Articolo |
>>

Cioè farlo in maniera complessiva
perché tutti devono vedere che non tocca solo loro, ma è un impegno
complessivo che tocca tutti?
«Esatto. In questo modo puoi
dire di aver toccato questo, ma anche quello. Il nostro fine ultimo
dovrebbe essere la lotta alla povertà, la lotta alla disoccupazione
giovanile. Se hai qualcosa da mostrare, se fai vedere che stai tagliando
la spesa, ma stai liberando risorse per povertà e disoccupazione
giovanile non in modo frammentario e improvvisato, ma complessivo,
allora diventa più facile. Se lo fai in modo disorganizzato e diluito
nel tempo, è difficile. Devi farlo tutto insieme, nel tempo e su tutti
gli articoli di spesa non in linea con le priorità che ti sei dato.
Soprattutto è fondamentale far vedere che si interviene sui
privilegiati, sia da un punto di vista economico che politico. È per
questo che aggredire i costi della politica è fondamentale»
Cioè è politicamente accettabile fare
un programma di riduzione di spesa solo se si fa vedere che le élite,
l’establishment sono coinvolti?
«Sì»
Renzi dice che lo ha già fatto, perché
ha ridotto i costi della politica e ha limitato i compensi dei dirigenti
pubblici a 240 mila. Dunque non è che non è successo.
«Ha
ulteriormente esteso la limitazione ai compensi che era stata introdotta
da Monti e da Letta. Però non c’è stato quel programma organico di
lotta ai costi della politica che si sarebbe potuto fare, e che
presuppone a sua volta una ricognizione organica. Facile prendersela con
questo o quell’altro ente, magari sulla spinta di qualche dato
eclatante uscito recentemente sui giornali. Quello di cui hai bisogno è
una ricognizione organica di tutto. Tutti i comparti statali, la
giustizia, le regioni, gli enti locali. Tutti i livelli ministeriali. Se
non fai un confronto con gli altri Paesi, come fai a dire che questa o
quella figura guadagnano troppo o troppo poco?»
Sulla dirigenza pubblica qualcosa è stato fatto, anche con la riforma Madia.
«A
livello economico non mi risulta che sia stato fatto molto. Anzi, a mio
avviso c’è il rischio concreto che la riforma Madia addirittura porti a
un passo indietro. Con l’abolizione delle fasce retributive
dirigenziali, ci sarà una omogeneizzazione delle retribuzioni. Ma sarà
inevitabilmente verso l’alto. Quando mai si è vista una omogeneizzazione
delle retribuzioni verso il basso? Io aumento la tua retribuzione, tu
aumenti la mia…. Bisogna tenere presente un dato non molto noto: i
dirigenti pubblici italiani a tutti livelli, ma soprattutto a livelli
apicali, sono già molto ben pagati, più per esempio i degli omologhi
inglesi. Sia a livello ministeriale che a livello locale e anche nel
campo della giustizia. E lì non mi risulta che sia stato fatto niente.

<<

Consegne |
1. Stampa il passo dell'intervista che comincia con "Cioè farlo in" e prosegue fino a "ti sei dato.".
2. Riporta tutte le righe dei record, richieste comprese, spostando di -73 ogni coordinata dei contorni nelle risposte.
L'intervista e i record non hanno alcun legame tra loro.

Record salvati |

>>

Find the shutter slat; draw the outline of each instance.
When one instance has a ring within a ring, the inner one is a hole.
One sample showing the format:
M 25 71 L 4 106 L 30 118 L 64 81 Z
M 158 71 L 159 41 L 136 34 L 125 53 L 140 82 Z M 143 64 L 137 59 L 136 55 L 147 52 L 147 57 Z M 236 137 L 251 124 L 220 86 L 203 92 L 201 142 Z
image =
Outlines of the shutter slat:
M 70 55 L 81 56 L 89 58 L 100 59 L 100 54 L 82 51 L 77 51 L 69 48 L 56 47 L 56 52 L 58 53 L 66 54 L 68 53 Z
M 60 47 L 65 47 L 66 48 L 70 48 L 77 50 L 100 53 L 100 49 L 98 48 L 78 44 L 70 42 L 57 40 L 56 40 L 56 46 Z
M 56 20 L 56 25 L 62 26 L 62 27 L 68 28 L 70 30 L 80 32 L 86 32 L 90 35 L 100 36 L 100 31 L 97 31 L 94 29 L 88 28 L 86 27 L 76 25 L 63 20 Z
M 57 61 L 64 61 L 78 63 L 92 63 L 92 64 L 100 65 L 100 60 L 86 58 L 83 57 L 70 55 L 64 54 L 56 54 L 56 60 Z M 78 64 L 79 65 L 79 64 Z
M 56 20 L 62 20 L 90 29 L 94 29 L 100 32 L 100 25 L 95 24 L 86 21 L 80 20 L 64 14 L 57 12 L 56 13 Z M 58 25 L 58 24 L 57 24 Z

<<

Soluzioni |
1.
Cioè farlo in maniera complessiva
perché tutti devono vedere che non tocca solo loro, ma è un impegno
complessivo che tocca tutti?
«Esatto. In questo modo puoi
dire di aver toccato questo, ma anche quello. Il nostro fine ultimo
dovrebbe essere la lotta alla povertà, la lotta alla disoccupazione
giovanile. Se hai qualcosa da mostrare, se fai vedere che stai tagliando
la spesa, ma stai liberando risorse per povertà e disoccupazione
giovanile non in modo frammentario e improvvisato, ma complessivo,
allora diventa più facile. Se lo fai in modo disorganizzato e diluito
nel tempo, è difficile. Devi farlo tutto insieme, nel tempo e su tutti
gli articoli di spesa non in linea con le priorità che ti sei dato.

2.
Find the shutter slat; draw the outline of each instance.
When one instance has a ring within a ring, the inner one is a hole.
One sample showing the format:
M 25 71 L 4 106 L 30 118 L 64 81 Z
M 158 71 L 159 41 L 136 34 L 125 53 L 140 82 Z M 143 64 L 137 59 L 136 55 L 147 52 L 147 57 Z M 236 137 L 251 124 L 220 86 L 203 92 L 201 142 Z
image =
Outlines of the shutter slat:
M -3 -18 L 8 -17 L 16 -15 L 27 -14 L 27 -19 L 9 -22 L 4 -22 L -4 -25 L -17 -26 L -17 -21 L -15 -20 L -7 -19 L -5 -20 Z
M -13 -26 L -8 -26 L -7 -25 L -3 -25 L 4 -23 L 27 -20 L 27 -24 L 25 -25 L 5 -29 L -3 -31 L -16 -33 L -17 -33 L -17 -27 Z
M -17 -53 L -17 -48 L -11 -47 L -11 -46 L -5 -45 L -3 -43 L 7 -41 L 13 -41 L 17 -38 L 27 -37 L 27 -42 L 24 -42 L 21 -44 L 15 -45 L 13 -46 L 3 -48 L -10 -53 Z
M -16 -12 L -9 -12 L 5 -10 L 19 -10 L 19 -9 L 27 -8 L 27 -13 L 13 -15 L 10 -16 L -3 -18 L -9 -19 L -17 -19 L -17 -13 Z M 5 -9 L 6 -8 L 6 -9 Z
M -17 -53 L -11 -53 L 17 -44 L 21 -44 L 27 -41 L 27 -48 L 22 -49 L 13 -52 L 7 -53 L -9 -59 L -16 -61 L -17 -60 Z M -15 -48 L -15 -49 L -16 -49 Z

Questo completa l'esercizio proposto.